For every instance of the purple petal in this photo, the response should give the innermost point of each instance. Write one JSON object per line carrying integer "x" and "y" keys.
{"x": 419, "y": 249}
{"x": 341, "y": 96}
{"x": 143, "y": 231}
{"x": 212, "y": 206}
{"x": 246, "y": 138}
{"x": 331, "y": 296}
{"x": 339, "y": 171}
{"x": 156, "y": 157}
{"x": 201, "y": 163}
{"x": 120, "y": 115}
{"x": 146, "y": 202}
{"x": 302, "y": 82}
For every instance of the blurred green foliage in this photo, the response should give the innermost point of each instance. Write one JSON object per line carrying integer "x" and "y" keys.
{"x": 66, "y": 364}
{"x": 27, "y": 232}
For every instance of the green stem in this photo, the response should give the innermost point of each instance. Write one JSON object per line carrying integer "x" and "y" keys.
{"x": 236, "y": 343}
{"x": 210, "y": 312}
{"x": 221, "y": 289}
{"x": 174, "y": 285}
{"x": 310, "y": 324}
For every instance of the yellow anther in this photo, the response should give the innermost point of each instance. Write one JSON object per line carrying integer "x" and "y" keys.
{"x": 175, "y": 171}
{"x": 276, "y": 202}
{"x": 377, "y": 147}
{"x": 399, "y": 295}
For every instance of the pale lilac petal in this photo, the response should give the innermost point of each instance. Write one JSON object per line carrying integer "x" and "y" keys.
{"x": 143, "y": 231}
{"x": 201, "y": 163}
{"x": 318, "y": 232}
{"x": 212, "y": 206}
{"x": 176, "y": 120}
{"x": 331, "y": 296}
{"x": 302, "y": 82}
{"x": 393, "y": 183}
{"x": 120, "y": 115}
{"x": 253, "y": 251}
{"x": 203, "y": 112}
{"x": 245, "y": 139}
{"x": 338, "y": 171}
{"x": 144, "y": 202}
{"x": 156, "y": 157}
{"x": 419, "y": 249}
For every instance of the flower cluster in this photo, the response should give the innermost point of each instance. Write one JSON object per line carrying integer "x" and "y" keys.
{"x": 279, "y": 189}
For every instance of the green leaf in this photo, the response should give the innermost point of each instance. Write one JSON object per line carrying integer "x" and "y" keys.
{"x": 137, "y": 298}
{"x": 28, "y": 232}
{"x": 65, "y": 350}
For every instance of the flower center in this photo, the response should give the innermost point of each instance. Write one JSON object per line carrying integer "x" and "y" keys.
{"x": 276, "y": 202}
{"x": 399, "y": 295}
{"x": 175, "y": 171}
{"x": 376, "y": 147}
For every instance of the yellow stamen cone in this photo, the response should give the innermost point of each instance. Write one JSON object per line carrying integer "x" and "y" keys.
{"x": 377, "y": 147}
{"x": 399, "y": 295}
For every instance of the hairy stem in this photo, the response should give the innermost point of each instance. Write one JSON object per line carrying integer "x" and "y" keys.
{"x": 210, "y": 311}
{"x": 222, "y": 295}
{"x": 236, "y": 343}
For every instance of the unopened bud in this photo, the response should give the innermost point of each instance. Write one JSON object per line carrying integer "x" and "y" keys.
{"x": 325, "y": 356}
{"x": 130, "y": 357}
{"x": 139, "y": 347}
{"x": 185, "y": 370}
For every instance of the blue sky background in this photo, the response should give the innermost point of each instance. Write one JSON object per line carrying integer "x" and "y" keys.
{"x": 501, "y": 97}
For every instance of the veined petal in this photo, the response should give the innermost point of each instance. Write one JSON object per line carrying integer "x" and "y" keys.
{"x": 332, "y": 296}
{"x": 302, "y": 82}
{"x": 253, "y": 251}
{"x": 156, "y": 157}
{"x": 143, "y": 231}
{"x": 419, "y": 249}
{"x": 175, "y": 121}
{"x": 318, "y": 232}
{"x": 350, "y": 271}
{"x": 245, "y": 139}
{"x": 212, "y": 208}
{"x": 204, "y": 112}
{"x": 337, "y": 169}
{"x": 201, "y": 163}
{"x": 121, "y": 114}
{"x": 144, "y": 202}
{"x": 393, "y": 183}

OBJECTIVE —
Working from the material above, retype it in its entirety without change.

EXERCISE RESPONSE —
For every instance of the purple petal in this photo, the response should give the innermost point of each instance. Write one JSON object per line carrying integer "x" and "y" keys.
{"x": 419, "y": 249}
{"x": 341, "y": 96}
{"x": 143, "y": 231}
{"x": 212, "y": 206}
{"x": 246, "y": 138}
{"x": 331, "y": 296}
{"x": 339, "y": 171}
{"x": 156, "y": 157}
{"x": 201, "y": 163}
{"x": 120, "y": 115}
{"x": 146, "y": 202}
{"x": 302, "y": 82}
For every instance of the blurred green foliage in this photo, the response should give the innermost point of each instance. Write one JSON object per line carrying integer "x" and "y" keys.
{"x": 66, "y": 364}
{"x": 27, "y": 232}
For every instance of the green stem in this photo, the response should give the innermost point of each instance. Write one JSON object per line carrying integer "x" and "y" keys.
{"x": 236, "y": 343}
{"x": 210, "y": 312}
{"x": 221, "y": 289}
{"x": 174, "y": 285}
{"x": 310, "y": 324}
For every instance of the yellow anther in this photo, the response should give the innermost point of each instance. Write one JSON object per line carrying integer "x" and "y" keys.
{"x": 175, "y": 171}
{"x": 276, "y": 202}
{"x": 377, "y": 147}
{"x": 399, "y": 295}
For every instance of the pale lilac petal in this photo, the response should give the innermost point of each instance. Write one JSON object per line carrying integer "x" and "y" keys.
{"x": 143, "y": 231}
{"x": 201, "y": 163}
{"x": 318, "y": 232}
{"x": 212, "y": 206}
{"x": 176, "y": 120}
{"x": 331, "y": 296}
{"x": 302, "y": 82}
{"x": 393, "y": 183}
{"x": 120, "y": 115}
{"x": 253, "y": 251}
{"x": 203, "y": 112}
{"x": 245, "y": 139}
{"x": 338, "y": 171}
{"x": 144, "y": 202}
{"x": 156, "y": 157}
{"x": 419, "y": 249}
For every instance of the flower cluster in this photo, the response should give the innermost point of each instance. Write one JSON object per line carrying integer "x" and "y" keys.
{"x": 279, "y": 189}
For every instance of the green leaf in this photo, the response should give the innermost point of each instance. Write one JSON object per line carrying integer "x" and "y" keys.
{"x": 137, "y": 298}
{"x": 28, "y": 232}
{"x": 65, "y": 350}
For every instance of the flower center in this photo, the response should give the innermost point of each instance. Write one JSON object per line carrying integer "x" and "y" keys.
{"x": 276, "y": 202}
{"x": 399, "y": 295}
{"x": 175, "y": 171}
{"x": 376, "y": 147}
For every instance of the yellow stamen cone in this photo, the response should give the innermost point of each instance. Write one JSON object per line carrying integer "x" and "y" keys.
{"x": 377, "y": 147}
{"x": 399, "y": 295}
For every instance of the hairy stem in this photo, the response should give the innermost point of each instance. Write one JSON object per line carrying integer "x" and "y" keys.
{"x": 210, "y": 311}
{"x": 222, "y": 295}
{"x": 236, "y": 343}
For every instance of the unopened bud in this photo, the response should give the innermost point of each instance. Write one JSON object per line carrying integer "x" and "y" keys.
{"x": 325, "y": 356}
{"x": 130, "y": 357}
{"x": 139, "y": 347}
{"x": 185, "y": 370}
For every instance of the blue sky background in this photo, the response should give the innermost point of each instance. Write one JSON object per line carrying integer "x" and "y" keys.
{"x": 501, "y": 97}
For every instance of the veined petal in this photo, the response should give the innermost point of each instance. Write one JSON object per line carrying integer "x" and "y" keys.
{"x": 332, "y": 296}
{"x": 302, "y": 82}
{"x": 253, "y": 251}
{"x": 156, "y": 157}
{"x": 143, "y": 231}
{"x": 419, "y": 249}
{"x": 175, "y": 121}
{"x": 318, "y": 232}
{"x": 350, "y": 271}
{"x": 245, "y": 139}
{"x": 212, "y": 208}
{"x": 204, "y": 112}
{"x": 337, "y": 169}
{"x": 201, "y": 163}
{"x": 121, "y": 114}
{"x": 144, "y": 202}
{"x": 393, "y": 183}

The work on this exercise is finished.